*** Opening The input ***

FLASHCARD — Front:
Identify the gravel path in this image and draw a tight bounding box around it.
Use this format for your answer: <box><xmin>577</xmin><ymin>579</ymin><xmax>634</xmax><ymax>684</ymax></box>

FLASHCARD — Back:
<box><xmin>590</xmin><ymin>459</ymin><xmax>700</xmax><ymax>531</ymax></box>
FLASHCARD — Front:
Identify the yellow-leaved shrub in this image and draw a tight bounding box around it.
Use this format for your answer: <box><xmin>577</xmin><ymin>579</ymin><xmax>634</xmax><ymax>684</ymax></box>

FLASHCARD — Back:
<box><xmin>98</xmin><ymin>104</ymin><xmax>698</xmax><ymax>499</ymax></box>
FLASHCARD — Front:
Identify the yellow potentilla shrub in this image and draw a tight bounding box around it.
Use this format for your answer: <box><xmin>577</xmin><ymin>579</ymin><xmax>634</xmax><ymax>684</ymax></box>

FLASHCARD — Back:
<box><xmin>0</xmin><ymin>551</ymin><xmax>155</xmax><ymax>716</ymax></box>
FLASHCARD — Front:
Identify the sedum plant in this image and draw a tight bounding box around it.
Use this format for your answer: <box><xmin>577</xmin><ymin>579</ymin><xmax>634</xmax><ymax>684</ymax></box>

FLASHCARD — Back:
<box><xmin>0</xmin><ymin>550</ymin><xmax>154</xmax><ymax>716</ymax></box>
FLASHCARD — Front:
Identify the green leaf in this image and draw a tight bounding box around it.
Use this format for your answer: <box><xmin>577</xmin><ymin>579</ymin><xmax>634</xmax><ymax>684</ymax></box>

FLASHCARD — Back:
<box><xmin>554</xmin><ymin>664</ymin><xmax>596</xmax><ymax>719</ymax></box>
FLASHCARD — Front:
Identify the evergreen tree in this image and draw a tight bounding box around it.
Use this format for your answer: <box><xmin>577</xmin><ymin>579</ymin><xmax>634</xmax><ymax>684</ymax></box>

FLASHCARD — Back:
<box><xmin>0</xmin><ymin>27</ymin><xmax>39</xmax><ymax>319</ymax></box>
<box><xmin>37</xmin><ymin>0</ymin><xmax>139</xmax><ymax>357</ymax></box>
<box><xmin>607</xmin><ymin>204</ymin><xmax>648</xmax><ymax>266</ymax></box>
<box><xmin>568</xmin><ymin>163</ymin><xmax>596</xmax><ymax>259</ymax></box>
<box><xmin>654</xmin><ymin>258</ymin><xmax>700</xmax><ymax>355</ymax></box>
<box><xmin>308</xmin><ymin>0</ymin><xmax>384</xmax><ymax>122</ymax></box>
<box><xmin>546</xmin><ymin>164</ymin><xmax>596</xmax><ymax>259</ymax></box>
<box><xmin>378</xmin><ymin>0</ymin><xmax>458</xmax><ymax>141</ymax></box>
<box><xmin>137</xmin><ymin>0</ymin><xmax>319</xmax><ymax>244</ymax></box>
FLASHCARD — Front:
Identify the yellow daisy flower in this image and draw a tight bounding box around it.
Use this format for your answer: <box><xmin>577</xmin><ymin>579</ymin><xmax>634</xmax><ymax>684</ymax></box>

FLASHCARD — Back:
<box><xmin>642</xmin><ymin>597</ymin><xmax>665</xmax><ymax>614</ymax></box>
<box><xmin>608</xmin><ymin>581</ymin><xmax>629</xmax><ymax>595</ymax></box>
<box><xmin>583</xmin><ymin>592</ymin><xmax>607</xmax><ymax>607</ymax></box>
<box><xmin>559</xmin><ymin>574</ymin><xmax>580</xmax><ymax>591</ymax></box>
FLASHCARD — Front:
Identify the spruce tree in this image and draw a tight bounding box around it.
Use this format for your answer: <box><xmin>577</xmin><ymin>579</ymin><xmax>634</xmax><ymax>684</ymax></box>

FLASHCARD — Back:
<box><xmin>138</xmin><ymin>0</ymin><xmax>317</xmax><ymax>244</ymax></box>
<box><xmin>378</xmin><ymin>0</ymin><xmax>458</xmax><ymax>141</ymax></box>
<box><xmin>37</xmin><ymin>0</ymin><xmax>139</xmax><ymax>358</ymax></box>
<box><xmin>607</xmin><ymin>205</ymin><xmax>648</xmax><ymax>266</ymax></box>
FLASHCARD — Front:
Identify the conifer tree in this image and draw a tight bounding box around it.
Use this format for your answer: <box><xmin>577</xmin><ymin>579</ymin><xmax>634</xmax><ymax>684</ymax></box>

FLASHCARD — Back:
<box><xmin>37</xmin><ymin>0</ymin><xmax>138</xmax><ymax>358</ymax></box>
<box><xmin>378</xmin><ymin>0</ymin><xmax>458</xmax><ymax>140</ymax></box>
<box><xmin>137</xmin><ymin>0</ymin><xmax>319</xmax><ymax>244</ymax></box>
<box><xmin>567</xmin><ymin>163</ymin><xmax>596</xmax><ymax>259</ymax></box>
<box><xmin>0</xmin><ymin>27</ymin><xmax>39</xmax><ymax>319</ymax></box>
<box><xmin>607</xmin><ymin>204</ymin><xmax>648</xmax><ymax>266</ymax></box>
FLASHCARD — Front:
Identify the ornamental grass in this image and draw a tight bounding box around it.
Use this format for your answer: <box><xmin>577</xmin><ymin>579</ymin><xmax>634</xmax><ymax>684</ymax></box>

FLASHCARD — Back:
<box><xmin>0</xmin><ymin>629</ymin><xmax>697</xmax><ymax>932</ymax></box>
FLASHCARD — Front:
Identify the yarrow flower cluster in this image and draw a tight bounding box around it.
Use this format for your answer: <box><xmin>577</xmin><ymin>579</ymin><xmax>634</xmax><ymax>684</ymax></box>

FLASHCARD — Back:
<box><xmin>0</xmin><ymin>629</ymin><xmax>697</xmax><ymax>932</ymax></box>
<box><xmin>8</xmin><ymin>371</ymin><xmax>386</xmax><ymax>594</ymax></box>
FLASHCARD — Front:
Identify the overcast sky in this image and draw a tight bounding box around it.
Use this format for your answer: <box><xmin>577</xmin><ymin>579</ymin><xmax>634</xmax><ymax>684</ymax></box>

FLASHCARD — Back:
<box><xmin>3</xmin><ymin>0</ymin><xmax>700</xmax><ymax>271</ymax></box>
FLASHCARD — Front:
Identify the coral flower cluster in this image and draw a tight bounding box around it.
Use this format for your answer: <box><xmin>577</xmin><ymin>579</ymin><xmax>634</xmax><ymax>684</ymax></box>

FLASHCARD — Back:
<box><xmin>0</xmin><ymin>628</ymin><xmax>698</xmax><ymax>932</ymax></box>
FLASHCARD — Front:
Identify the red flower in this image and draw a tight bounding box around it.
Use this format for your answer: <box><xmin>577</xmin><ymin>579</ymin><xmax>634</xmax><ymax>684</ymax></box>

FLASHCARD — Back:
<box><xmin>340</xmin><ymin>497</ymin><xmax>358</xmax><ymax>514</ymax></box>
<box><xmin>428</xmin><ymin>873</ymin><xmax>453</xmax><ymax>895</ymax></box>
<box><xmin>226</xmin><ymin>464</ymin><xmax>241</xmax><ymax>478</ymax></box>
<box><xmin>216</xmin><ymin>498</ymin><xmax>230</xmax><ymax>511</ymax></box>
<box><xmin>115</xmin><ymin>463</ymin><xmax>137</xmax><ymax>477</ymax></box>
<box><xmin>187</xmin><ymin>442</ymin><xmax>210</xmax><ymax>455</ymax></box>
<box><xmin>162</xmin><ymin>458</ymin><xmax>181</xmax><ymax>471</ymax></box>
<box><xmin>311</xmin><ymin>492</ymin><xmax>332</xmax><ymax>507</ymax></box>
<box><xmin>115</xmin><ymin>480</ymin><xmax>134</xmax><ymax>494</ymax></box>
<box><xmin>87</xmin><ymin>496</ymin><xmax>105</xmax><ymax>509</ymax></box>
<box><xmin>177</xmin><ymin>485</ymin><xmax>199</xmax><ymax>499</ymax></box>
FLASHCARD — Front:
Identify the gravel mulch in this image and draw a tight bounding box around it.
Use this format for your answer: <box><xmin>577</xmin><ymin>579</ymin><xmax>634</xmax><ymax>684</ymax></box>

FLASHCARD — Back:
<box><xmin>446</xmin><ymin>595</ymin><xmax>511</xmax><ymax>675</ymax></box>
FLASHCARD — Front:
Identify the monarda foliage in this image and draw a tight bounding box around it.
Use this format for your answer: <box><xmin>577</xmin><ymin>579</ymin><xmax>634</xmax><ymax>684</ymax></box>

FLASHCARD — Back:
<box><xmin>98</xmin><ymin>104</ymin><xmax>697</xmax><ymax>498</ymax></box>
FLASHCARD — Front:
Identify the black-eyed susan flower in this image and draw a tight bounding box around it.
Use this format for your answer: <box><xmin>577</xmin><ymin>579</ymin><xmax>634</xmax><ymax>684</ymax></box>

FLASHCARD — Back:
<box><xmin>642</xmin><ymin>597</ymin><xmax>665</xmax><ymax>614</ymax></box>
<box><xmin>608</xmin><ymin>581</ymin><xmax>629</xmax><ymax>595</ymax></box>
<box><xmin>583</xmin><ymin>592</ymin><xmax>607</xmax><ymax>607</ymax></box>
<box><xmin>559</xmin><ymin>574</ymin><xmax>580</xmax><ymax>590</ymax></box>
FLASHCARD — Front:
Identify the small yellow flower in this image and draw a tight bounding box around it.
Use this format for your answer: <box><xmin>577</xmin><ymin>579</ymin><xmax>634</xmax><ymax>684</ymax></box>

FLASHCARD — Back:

*** Closing The input ***

The task:
Please return every line in the data that includes the string "cluster".

Solution for this task:
Identify the yarrow flower cluster in this image and draw a tight bounding box around it.
Identify the coral flower cluster in this image and draw a tight bounding box around it.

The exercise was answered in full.